You thought last week was depressing. Or at least I did. Well, welcome to this week. This week makes last week look like Christmas, New Years and the fucking Fourth of July all wrapped into one.

I’m on vacation for God’s sake, and I’m still bluer than a Democrat in November. I don’t even want to write about the soul-destroying collection of opinions out of Washington’s Supreme Court this morning. But I must, because this column is due in about three hours and I must do something about that deadline.

This professional dedication persists despite the fact that I am now sitting in a seafood restaurant in Tappahannock, Virginia, eating lump crabmeat, fresh corn and turnip greens on my way to DC with my beloved girlfriend who has spent hours patiently putting up with my foul mood.

Tappahannock, by the way, is older than Richmond, Fredericksburg, and even Williamsburg (my menu informs me). Captain John Smith landed here in 1608 but was run off by local Indians and went back to his ship, the coward.

I dislike everyone today. John Smith. Several men and women in black up in Olympia. The people who set up the wireless access which doesn’t work at this restaurant. The Microsoft programmers who have imported the grammar police into my laptop and are underlining half my prose in green in a distracting slap on the wrist. Damn them all!

Exercise:
Copy the column verbatim from "You thought last" up to and including "about that deadline.".

Records provided:
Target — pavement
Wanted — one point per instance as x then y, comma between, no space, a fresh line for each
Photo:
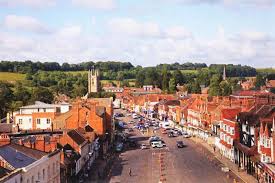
192,164
234,168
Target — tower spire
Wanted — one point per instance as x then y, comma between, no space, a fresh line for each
224,73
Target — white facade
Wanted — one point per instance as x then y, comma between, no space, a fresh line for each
44,170
36,110
43,123
24,122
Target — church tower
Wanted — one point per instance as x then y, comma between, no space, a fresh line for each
224,73
93,80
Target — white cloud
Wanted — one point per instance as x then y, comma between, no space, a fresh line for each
95,4
178,32
131,27
71,44
27,3
265,3
24,23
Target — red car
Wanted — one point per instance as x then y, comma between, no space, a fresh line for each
164,131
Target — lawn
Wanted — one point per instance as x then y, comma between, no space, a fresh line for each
189,71
10,76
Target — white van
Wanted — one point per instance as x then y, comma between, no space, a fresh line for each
164,125
157,144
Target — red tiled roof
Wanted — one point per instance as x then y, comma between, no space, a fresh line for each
230,113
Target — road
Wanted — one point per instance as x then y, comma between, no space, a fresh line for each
189,165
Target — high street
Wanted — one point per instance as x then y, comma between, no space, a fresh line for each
192,163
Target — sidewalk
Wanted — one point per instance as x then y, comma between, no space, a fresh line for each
241,174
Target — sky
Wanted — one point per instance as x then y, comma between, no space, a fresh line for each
143,32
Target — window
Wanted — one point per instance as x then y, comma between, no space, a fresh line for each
43,174
232,131
53,168
57,163
49,171
267,143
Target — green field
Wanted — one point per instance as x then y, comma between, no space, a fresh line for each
266,70
9,76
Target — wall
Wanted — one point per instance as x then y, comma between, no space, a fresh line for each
46,169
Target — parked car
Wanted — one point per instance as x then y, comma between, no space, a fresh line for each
119,147
154,138
180,144
144,146
131,122
186,135
155,128
157,144
164,131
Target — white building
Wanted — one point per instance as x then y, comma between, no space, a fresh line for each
39,116
29,165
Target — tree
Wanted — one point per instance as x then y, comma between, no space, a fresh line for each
178,77
195,87
21,93
6,98
260,81
42,94
165,79
172,85
140,77
226,88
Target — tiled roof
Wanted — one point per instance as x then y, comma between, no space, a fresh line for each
100,110
5,128
230,113
77,137
19,156
4,171
271,83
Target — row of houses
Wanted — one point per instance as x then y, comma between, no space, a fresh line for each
77,134
240,126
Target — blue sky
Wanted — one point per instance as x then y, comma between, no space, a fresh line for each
144,32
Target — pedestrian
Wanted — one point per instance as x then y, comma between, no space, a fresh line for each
130,172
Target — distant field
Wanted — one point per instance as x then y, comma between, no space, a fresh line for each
266,70
9,76
189,71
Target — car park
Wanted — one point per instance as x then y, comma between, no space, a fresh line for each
186,135
144,146
180,144
157,144
119,147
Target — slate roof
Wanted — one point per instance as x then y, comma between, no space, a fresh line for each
88,128
19,156
4,171
75,136
5,128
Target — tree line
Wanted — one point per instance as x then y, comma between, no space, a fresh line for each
33,67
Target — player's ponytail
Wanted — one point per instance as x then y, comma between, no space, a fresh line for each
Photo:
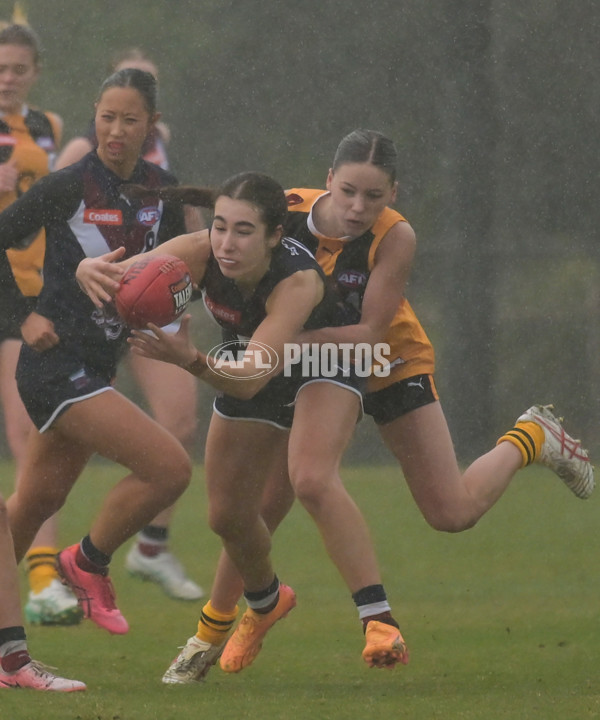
367,146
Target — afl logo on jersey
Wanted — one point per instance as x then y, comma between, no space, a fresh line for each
102,217
352,279
148,216
294,199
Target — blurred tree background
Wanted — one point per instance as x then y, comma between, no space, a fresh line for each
493,105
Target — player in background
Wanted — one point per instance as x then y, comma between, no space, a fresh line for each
170,392
367,249
17,669
262,288
66,383
29,140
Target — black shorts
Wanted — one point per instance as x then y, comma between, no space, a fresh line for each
10,327
400,398
51,381
274,404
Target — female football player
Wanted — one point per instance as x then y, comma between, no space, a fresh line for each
367,249
263,288
30,139
67,385
170,392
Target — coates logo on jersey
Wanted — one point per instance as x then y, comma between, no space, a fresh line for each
102,217
148,216
352,279
255,357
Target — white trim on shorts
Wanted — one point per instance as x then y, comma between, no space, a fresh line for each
262,420
70,401
333,382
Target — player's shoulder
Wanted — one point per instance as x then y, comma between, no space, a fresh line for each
156,176
302,199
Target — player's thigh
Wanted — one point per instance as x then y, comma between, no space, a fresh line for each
421,442
325,416
239,458
16,416
116,428
170,391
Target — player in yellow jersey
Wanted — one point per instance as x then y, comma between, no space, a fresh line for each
367,249
29,140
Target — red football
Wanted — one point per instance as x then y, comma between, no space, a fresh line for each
154,289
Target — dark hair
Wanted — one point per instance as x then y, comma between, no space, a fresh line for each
140,80
260,190
367,146
132,54
21,35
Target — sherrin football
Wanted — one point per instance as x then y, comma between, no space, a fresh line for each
154,289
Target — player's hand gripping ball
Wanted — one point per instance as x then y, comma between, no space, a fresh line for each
154,289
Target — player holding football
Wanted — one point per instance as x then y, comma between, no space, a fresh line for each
355,234
66,382
264,288
170,393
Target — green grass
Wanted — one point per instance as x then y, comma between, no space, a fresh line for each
501,621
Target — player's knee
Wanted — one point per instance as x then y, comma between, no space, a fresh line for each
449,522
174,473
309,487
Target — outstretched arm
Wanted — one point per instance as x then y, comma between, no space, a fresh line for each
99,277
288,308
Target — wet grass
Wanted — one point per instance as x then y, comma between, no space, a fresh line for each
502,621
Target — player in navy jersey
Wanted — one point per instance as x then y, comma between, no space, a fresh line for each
66,384
263,289
171,393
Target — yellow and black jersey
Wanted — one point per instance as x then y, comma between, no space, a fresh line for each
349,261
30,139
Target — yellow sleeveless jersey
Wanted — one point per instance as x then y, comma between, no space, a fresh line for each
30,139
349,262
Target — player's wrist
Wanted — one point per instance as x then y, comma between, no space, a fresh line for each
199,364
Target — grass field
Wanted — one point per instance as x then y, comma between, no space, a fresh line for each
501,621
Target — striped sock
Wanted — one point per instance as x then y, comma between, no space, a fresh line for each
214,625
528,437
40,563
371,603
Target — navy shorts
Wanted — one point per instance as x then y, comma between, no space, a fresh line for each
400,398
51,381
274,404
10,328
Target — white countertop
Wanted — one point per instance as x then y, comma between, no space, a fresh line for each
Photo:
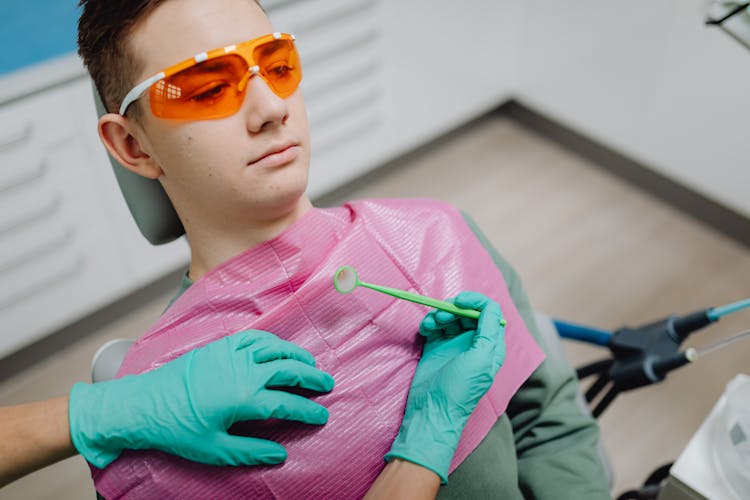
39,77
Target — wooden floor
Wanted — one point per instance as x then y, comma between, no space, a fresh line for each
589,248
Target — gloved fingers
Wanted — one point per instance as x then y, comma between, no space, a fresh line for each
472,300
291,373
429,328
227,449
287,406
488,345
500,350
269,347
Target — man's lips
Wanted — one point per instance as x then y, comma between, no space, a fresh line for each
277,156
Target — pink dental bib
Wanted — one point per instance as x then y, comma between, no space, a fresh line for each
367,341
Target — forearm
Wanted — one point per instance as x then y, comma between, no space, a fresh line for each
403,479
33,436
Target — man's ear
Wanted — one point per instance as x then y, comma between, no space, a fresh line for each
119,137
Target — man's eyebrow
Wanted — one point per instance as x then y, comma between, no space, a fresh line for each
271,48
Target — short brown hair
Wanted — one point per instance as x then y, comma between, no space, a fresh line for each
103,30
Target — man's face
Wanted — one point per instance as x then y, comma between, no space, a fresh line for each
253,162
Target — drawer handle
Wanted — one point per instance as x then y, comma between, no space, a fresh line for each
25,178
34,216
47,247
61,276
19,137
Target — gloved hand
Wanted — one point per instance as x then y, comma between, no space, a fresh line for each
186,406
459,362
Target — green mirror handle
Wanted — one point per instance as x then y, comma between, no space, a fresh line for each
427,301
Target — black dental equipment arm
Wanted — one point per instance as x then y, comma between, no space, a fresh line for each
641,355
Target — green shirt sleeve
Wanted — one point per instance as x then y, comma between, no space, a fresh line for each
556,443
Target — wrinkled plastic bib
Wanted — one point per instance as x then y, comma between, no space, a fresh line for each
367,341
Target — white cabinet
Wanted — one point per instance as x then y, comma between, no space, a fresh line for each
68,245
58,259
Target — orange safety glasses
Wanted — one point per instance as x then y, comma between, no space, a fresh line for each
212,85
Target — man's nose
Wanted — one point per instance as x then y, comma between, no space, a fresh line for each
262,107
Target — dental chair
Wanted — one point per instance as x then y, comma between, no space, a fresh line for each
157,220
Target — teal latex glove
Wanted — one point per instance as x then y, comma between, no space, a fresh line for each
460,359
186,406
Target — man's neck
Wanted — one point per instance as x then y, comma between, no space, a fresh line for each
210,245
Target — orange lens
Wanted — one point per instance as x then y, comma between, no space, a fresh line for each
279,66
215,88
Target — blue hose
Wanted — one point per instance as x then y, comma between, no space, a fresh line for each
582,333
717,312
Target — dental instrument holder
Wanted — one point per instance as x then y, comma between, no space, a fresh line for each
640,356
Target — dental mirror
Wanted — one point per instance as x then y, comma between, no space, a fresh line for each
345,280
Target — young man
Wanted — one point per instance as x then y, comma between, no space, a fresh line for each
226,135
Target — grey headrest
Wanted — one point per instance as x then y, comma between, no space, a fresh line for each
146,199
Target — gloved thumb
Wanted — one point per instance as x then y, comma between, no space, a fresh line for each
227,449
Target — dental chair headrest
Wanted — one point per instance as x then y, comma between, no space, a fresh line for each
148,202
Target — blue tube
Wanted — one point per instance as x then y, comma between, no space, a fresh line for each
717,312
582,333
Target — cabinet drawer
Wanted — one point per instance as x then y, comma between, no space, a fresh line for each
58,261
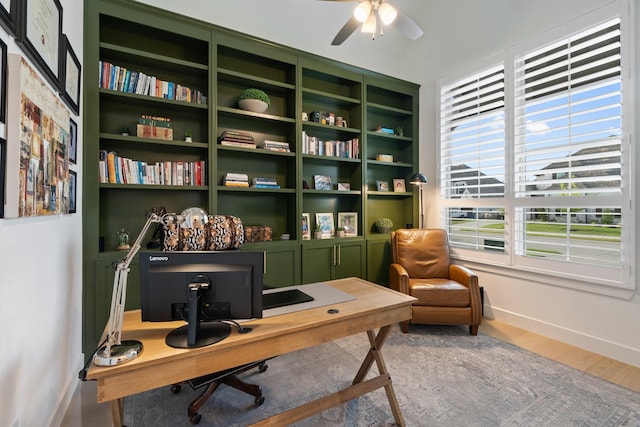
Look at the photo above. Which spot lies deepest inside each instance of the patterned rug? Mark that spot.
(442, 377)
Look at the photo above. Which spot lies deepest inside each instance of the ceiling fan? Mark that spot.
(374, 15)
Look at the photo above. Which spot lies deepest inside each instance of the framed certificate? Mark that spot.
(70, 76)
(8, 15)
(39, 32)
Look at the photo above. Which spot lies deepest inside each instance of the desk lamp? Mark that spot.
(419, 180)
(115, 351)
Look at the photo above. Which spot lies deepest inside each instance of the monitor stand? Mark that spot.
(197, 333)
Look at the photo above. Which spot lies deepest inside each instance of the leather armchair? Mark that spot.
(447, 293)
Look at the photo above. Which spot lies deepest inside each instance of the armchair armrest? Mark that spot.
(399, 278)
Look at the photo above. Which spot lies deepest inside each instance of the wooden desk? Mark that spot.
(160, 365)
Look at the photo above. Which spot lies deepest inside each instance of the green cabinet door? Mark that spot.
(333, 259)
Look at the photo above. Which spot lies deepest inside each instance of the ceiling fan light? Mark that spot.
(387, 13)
(363, 11)
(369, 26)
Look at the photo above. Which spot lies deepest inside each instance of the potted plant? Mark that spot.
(255, 100)
(384, 225)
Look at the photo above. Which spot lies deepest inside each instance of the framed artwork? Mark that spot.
(322, 182)
(3, 166)
(73, 187)
(399, 185)
(382, 185)
(3, 83)
(73, 141)
(8, 15)
(39, 32)
(306, 226)
(70, 70)
(324, 221)
(348, 221)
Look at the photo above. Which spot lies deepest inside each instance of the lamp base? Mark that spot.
(119, 354)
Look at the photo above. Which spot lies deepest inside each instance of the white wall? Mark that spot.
(41, 295)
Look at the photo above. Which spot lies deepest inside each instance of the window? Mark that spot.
(532, 159)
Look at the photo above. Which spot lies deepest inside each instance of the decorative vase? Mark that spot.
(255, 105)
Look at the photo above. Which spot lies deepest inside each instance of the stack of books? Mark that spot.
(235, 180)
(274, 146)
(154, 127)
(237, 138)
(264, 183)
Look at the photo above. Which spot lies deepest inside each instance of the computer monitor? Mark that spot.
(202, 288)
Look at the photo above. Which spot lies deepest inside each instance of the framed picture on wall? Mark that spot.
(8, 15)
(39, 34)
(73, 141)
(70, 76)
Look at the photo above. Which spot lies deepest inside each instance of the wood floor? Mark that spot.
(85, 411)
(599, 366)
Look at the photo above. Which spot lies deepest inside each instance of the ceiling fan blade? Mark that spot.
(345, 31)
(407, 26)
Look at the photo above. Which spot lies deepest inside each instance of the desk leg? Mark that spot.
(117, 412)
(376, 342)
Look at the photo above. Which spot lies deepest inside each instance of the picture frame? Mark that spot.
(3, 173)
(399, 186)
(3, 82)
(73, 187)
(8, 15)
(39, 34)
(348, 221)
(324, 221)
(382, 185)
(322, 182)
(73, 141)
(305, 226)
(70, 73)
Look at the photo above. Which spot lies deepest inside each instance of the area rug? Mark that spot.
(442, 377)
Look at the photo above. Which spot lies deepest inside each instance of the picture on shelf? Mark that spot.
(322, 182)
(399, 186)
(306, 226)
(324, 221)
(349, 222)
(382, 185)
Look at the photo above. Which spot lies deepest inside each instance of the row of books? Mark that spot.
(119, 78)
(346, 149)
(115, 169)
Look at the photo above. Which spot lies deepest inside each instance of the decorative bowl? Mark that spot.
(255, 105)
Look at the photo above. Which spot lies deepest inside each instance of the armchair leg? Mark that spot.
(404, 326)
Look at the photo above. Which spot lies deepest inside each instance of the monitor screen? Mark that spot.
(201, 288)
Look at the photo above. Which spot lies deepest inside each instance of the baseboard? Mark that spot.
(616, 351)
(66, 397)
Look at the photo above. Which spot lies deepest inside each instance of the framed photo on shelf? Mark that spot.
(73, 141)
(73, 186)
(70, 76)
(399, 186)
(39, 32)
(3, 82)
(382, 185)
(348, 221)
(322, 182)
(8, 15)
(305, 226)
(324, 221)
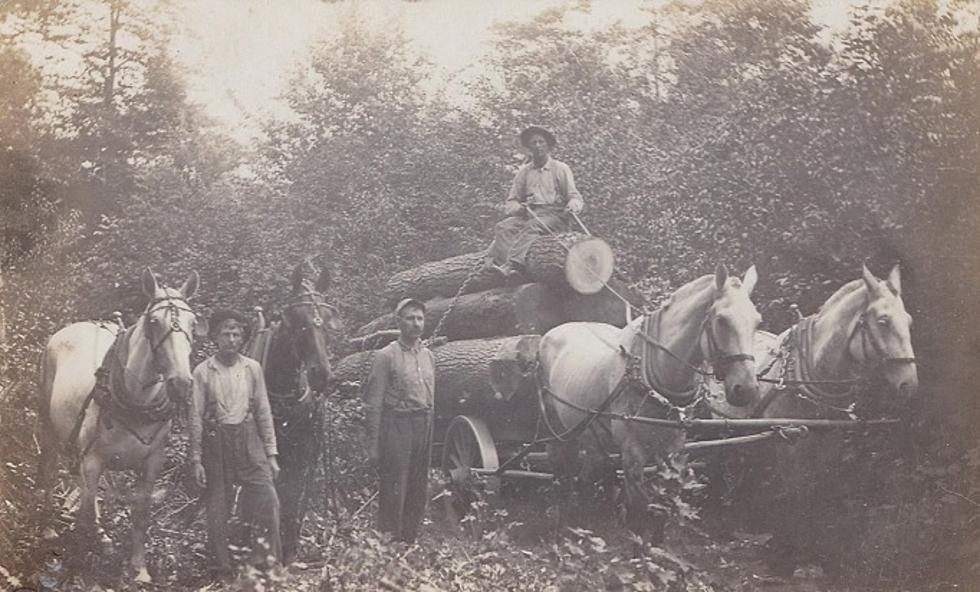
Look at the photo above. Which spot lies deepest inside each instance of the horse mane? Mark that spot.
(841, 293)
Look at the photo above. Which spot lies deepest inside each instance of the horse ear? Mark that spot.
(872, 283)
(721, 276)
(148, 281)
(748, 282)
(296, 280)
(323, 281)
(895, 280)
(190, 284)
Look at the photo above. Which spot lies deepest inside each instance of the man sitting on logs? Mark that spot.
(542, 199)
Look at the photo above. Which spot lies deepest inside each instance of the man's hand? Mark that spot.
(197, 472)
(274, 465)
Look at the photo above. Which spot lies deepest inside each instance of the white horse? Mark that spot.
(818, 369)
(649, 368)
(124, 421)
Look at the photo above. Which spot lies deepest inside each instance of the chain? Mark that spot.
(452, 305)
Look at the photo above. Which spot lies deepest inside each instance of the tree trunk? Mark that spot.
(471, 375)
(547, 261)
(602, 307)
(526, 309)
(444, 277)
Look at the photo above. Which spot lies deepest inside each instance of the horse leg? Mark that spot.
(643, 520)
(564, 459)
(83, 539)
(141, 512)
(290, 488)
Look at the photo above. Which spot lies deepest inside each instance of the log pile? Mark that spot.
(490, 331)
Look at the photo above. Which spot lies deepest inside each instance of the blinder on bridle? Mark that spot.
(863, 328)
(720, 362)
(310, 298)
(173, 305)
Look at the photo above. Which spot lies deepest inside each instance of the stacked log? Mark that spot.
(494, 325)
(548, 260)
(470, 373)
(527, 309)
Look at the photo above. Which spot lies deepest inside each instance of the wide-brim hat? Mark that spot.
(222, 315)
(409, 302)
(532, 130)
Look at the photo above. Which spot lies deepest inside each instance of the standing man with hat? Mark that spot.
(544, 186)
(233, 441)
(398, 399)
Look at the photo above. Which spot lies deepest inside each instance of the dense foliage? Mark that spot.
(724, 131)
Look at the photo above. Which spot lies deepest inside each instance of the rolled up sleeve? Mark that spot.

Result of this task:
You thought last week was depressing. Or at least I did. Well, welcome to this week. This week makes last week look like Christmas, New Years and the fucking Fourth of July all wrapped into one.

I’m on vacation for God’s sake, and I’m still bluer than a Democrat in November. I don’t even want to write about the soul-destroying collection of opinions out of Washington’s Supreme Court this morning. But I must, because this column is due in about three hours and I must do something about that deadline.